----- Given entries

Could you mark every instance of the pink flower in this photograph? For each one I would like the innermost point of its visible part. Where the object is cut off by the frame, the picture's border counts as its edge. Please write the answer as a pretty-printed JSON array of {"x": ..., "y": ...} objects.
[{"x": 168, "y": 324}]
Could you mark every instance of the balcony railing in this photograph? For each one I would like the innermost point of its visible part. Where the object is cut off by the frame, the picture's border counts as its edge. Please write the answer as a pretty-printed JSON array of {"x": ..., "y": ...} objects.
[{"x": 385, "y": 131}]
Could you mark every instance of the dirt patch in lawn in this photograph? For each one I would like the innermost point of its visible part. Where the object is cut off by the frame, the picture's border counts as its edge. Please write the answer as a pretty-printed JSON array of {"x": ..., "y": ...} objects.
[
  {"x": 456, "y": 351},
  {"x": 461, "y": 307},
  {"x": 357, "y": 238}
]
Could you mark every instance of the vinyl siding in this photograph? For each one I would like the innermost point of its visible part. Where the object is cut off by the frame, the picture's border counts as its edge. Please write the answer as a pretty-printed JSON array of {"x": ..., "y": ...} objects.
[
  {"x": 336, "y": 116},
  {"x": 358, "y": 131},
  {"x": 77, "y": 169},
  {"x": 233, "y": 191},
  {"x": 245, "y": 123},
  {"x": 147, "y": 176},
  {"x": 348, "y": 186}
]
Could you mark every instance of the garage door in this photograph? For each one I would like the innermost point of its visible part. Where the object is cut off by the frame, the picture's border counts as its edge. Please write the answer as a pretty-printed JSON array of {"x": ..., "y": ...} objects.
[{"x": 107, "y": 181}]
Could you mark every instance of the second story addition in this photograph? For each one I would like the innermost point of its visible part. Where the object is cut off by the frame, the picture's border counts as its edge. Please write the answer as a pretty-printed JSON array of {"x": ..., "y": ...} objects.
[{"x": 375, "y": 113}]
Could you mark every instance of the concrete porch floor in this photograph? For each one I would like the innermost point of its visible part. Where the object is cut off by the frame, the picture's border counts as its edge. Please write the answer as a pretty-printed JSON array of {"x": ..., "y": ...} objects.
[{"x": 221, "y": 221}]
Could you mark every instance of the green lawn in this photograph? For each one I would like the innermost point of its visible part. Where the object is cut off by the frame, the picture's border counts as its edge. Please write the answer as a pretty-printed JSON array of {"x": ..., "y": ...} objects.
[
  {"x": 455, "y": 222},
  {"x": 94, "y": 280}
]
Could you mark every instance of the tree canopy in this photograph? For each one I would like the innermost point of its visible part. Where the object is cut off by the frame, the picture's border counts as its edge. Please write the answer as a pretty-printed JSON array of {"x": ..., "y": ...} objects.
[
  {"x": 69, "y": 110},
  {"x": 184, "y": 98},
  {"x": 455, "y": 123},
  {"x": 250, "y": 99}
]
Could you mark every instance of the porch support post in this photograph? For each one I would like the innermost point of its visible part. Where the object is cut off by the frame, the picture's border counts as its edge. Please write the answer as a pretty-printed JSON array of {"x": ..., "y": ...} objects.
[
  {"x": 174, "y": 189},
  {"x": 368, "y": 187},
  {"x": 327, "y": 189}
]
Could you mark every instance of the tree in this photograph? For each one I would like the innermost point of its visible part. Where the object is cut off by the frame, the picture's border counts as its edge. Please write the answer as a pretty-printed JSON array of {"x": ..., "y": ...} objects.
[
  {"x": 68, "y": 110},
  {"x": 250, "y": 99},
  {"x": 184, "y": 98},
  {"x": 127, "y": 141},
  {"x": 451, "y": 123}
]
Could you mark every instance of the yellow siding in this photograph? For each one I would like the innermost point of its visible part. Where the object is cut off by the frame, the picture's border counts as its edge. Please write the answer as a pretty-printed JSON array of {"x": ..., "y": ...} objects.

----------

Exactly as they appear above, the records are to be transcribed in full.

Could you mark every instance of the pink flower in this photograph? For each one I would like the innermost point of its visible part. Where the object is cut off by the frame, the picture's border counts as its edge. Please write the answer as a pretty-printed JSON array of {"x": ..., "y": ...} objects.
[{"x": 168, "y": 324}]
Could you mark every instance of the balcony railing in this photograph? For each one I would like the innermost point of its visible part. Where the object is cut off by the frame, the picture's border counts as its edge. Please write the answer as a pretty-printed JSON array of {"x": ..., "y": ...} objects.
[{"x": 385, "y": 131}]
Could you mark every instance of the dirt patch in lawn in this photograph? For each one I would like the innermost point of its visible part. Where the object is cut off by the frame, the picture's border counts as its edge. Please write the answer as a pretty-printed JSON array of {"x": ..., "y": ...} objects.
[
  {"x": 456, "y": 351},
  {"x": 461, "y": 307},
  {"x": 357, "y": 238}
]
Could you mark every instance of the vinyl siding in this photograph? For each one I would like the innermost point of its visible part. Where the object is cut off by the frame, the picture's border counts as its edge. Please write the answer as a pretty-printed JSON array of {"x": ..., "y": ...} objects.
[
  {"x": 336, "y": 116},
  {"x": 358, "y": 131},
  {"x": 77, "y": 169},
  {"x": 233, "y": 191},
  {"x": 245, "y": 123},
  {"x": 147, "y": 176},
  {"x": 348, "y": 186}
]
Could you mark every instance of the garage door in this photograph? For each one I would like the innermost point of its visible part. Where the object is cut off by the frame, the picture's border counts as its edge. Please write the answer as a pretty-printed JSON array of {"x": ..., "y": ...} objects.
[{"x": 107, "y": 181}]
Could you mark every instance of the second story addition in this photograph? For each one I would like the innermost point of its visible part. Where the object is cut off by the frame, the picture's border counts as its edge. Please write the answer as a pretty-printed JSON array of {"x": ..., "y": ...} objects.
[{"x": 375, "y": 113}]
Could you mark every instance of the concrete porch floor in this photograph? For each one I would like the innermost point of its visible part. Where the object is cut off by the frame, the picture's border counts as its edge. Please write the answer as a pretty-printed JSON array of {"x": ..., "y": ...} objects.
[{"x": 221, "y": 221}]
Could you mark every instance of the green lawn in this photograph? For each one I would like the innermost point of its visible part. Where the object is cut off by the frame, the picture's border counts as its edge. Please write the answer as a pretty-printed JSON array of {"x": ..., "y": ...} objects.
[
  {"x": 455, "y": 222},
  {"x": 94, "y": 280}
]
Could you mark every instance of the tree canopy in this photograph? For each one I would like the innermost point of its visible part. Where the object is cut off by the frame, the picture's border counts as its edge. Please write the answer as a pretty-printed JSON array of {"x": ..., "y": ...} objects.
[
  {"x": 69, "y": 110},
  {"x": 184, "y": 98},
  {"x": 455, "y": 123},
  {"x": 250, "y": 99}
]
Could you mark every instance of the porch support post in this photograph? For each one I would like the innermost point of its visible part. Where the object is cut off by the frame, the picture's border counts as its edge. Please write the answer as a pretty-printed JSON array of {"x": ..., "y": ...} objects.
[
  {"x": 174, "y": 189},
  {"x": 368, "y": 187},
  {"x": 327, "y": 189}
]
Could you mark every instance of the tree in this photograph? For each one I would like the innermost point of its visible part. Where the object is cut off by the frame, the picture's border counts as its edge. Please write the answer as a pretty-printed JSON array of {"x": ..., "y": ...} objects.
[
  {"x": 68, "y": 110},
  {"x": 250, "y": 99},
  {"x": 184, "y": 98},
  {"x": 127, "y": 141},
  {"x": 451, "y": 123}
]
Could you mark every instance of the yellow siding in this photograph? For each one I would like the innermost point of its visible part. Where the object is cut off by the frame, the picture's border counts as its edge. Please write the answer as a pretty-printed JSON array of {"x": ..., "y": ...} objects.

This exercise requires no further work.